■ **DATA SUPPLIED**
###

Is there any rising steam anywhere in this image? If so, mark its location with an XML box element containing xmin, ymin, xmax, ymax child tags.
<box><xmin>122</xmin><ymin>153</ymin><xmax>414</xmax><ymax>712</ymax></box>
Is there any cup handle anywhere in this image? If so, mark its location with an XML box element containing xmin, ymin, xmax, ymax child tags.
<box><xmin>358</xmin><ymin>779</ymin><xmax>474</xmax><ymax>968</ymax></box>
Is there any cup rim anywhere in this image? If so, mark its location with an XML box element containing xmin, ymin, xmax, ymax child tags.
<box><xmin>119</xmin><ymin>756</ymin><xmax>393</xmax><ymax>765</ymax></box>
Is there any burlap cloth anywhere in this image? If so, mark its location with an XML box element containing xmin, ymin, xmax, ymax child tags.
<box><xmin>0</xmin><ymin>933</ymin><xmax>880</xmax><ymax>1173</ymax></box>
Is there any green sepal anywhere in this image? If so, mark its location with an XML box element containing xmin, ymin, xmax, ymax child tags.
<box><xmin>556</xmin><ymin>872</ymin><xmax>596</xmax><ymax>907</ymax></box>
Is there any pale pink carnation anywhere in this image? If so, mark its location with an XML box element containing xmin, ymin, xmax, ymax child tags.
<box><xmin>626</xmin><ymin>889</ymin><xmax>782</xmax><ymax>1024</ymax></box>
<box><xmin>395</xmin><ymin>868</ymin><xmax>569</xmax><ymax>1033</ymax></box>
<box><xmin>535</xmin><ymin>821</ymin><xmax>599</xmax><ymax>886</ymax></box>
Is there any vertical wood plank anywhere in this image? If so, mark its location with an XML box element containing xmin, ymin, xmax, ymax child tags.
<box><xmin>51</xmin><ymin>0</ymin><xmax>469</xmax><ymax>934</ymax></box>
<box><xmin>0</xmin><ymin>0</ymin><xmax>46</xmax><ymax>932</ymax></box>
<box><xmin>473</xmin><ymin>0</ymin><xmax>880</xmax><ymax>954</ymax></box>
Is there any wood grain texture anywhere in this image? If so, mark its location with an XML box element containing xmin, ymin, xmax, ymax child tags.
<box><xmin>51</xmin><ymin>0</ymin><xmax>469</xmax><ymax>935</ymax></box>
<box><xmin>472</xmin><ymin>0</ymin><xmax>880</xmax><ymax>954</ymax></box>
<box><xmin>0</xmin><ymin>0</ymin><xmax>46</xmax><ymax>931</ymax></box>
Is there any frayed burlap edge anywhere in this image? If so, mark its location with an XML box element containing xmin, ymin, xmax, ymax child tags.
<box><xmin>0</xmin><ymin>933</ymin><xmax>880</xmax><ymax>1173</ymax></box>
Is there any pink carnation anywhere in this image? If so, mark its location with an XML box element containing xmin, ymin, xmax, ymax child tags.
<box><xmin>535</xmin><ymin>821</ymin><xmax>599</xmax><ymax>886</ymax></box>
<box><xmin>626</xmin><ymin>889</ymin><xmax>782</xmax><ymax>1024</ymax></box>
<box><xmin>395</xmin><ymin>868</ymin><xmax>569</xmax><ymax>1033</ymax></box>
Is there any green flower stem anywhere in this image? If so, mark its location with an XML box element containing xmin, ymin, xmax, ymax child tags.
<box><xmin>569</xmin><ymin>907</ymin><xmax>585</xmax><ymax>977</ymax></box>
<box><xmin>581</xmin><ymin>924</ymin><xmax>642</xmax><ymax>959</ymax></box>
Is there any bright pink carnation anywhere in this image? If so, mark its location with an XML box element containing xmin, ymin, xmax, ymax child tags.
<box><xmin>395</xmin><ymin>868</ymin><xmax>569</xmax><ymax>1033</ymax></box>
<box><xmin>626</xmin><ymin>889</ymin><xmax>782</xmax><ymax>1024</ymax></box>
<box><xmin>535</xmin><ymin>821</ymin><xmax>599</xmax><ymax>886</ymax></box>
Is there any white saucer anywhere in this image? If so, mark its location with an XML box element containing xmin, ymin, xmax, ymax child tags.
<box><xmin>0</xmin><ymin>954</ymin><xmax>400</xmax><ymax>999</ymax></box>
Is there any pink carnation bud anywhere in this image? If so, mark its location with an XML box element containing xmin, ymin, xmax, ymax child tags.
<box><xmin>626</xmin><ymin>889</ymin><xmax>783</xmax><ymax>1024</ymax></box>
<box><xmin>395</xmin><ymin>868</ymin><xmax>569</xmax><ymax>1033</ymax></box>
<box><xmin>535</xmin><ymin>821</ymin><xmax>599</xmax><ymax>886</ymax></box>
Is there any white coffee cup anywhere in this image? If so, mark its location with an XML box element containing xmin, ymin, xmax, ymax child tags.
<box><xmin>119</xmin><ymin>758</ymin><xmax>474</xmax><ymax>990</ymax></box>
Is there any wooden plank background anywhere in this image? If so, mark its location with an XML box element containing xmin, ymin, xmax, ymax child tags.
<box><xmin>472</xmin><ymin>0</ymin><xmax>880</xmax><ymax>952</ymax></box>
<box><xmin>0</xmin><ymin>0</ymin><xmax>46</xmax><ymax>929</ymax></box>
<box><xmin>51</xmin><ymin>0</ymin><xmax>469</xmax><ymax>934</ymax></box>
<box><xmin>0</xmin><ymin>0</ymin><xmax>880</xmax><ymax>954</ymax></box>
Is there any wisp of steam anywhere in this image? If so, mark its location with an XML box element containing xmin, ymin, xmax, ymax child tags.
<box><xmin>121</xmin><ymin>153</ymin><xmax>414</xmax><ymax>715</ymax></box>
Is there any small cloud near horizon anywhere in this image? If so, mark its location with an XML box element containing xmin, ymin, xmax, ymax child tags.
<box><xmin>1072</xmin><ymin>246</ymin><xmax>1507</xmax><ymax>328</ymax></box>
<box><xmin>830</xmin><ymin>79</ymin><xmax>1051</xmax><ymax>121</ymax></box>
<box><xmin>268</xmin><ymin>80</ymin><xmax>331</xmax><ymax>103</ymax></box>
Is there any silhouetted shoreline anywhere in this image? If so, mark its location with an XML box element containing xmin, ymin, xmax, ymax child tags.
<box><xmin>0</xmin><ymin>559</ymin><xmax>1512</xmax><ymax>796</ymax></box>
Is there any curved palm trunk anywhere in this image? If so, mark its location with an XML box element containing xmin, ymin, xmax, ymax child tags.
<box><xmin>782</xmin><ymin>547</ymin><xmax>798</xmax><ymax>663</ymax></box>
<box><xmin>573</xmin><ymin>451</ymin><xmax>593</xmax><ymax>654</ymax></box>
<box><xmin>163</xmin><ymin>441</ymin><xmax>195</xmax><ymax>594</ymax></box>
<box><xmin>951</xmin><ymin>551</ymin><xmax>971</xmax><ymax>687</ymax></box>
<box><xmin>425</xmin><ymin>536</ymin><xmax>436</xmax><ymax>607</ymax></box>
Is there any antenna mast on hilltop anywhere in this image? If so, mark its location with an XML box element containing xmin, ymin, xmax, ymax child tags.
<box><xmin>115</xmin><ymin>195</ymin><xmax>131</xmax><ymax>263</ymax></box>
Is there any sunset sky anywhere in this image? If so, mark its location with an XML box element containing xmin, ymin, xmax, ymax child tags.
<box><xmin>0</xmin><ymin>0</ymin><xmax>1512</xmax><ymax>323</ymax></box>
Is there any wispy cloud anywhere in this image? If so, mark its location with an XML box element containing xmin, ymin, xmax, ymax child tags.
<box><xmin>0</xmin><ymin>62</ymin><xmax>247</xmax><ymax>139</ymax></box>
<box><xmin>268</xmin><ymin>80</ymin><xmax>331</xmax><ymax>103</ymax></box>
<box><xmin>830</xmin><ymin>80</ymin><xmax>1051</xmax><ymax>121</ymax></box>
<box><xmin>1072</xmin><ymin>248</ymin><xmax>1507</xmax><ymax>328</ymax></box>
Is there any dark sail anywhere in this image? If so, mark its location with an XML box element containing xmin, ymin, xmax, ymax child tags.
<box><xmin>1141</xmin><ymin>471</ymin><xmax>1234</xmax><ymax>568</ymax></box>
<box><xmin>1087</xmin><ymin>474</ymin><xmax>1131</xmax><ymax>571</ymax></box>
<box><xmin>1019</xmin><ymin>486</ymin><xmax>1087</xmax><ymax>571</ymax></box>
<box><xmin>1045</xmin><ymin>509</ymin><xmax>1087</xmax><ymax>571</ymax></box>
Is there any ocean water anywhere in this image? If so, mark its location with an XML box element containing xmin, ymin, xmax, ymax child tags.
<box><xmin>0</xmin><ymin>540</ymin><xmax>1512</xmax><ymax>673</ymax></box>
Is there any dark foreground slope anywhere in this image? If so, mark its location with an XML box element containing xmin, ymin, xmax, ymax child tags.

###

■ **CHALLENGE**
Starting at the line that contains "Is there any antenna", print every line through the end of the listing, word for word. Leave out all the rest.

■ **EXPECTED OUTPUT**
Is there any antenna mast on hilltop anywhere in this image? If so, mark its location with an XML box element containing xmin, ymin, xmax, ymax child tags.
<box><xmin>115</xmin><ymin>195</ymin><xmax>131</xmax><ymax>263</ymax></box>
Is there any sunset sky anywhere in this image? If so, mark its location with an XML box element containing xmin, ymin, xmax, ymax child tags.
<box><xmin>0</xmin><ymin>0</ymin><xmax>1512</xmax><ymax>323</ymax></box>
Is there any wispy cloud anywhere in this image? If so, mark its location with an XML box element containing xmin, ymin, xmax, ymax child tags.
<box><xmin>0</xmin><ymin>62</ymin><xmax>247</xmax><ymax>139</ymax></box>
<box><xmin>268</xmin><ymin>80</ymin><xmax>331</xmax><ymax>103</ymax></box>
<box><xmin>830</xmin><ymin>80</ymin><xmax>1051</xmax><ymax>121</ymax></box>
<box><xmin>1072</xmin><ymin>248</ymin><xmax>1507</xmax><ymax>328</ymax></box>
Is there any dark sail anywhere in this image? If so, mark its location with an XML box element containing xmin, ymin, xmax, ymax child tags.
<box><xmin>1141</xmin><ymin>471</ymin><xmax>1234</xmax><ymax>568</ymax></box>
<box><xmin>1087</xmin><ymin>474</ymin><xmax>1131</xmax><ymax>571</ymax></box>
<box><xmin>1019</xmin><ymin>486</ymin><xmax>1087</xmax><ymax>571</ymax></box>
<box><xmin>1045</xmin><ymin>509</ymin><xmax>1087</xmax><ymax>571</ymax></box>
Is there any ocean water anywhere in this image? If so, mark its location with an XML box element containing xmin, ymin, xmax, ymax child tags.
<box><xmin>0</xmin><ymin>540</ymin><xmax>1512</xmax><ymax>673</ymax></box>
Is there any dark foreground slope anywhere in this image? If so, mark its location with an XML box element containing xmin, ymin, xmax, ymax child tags.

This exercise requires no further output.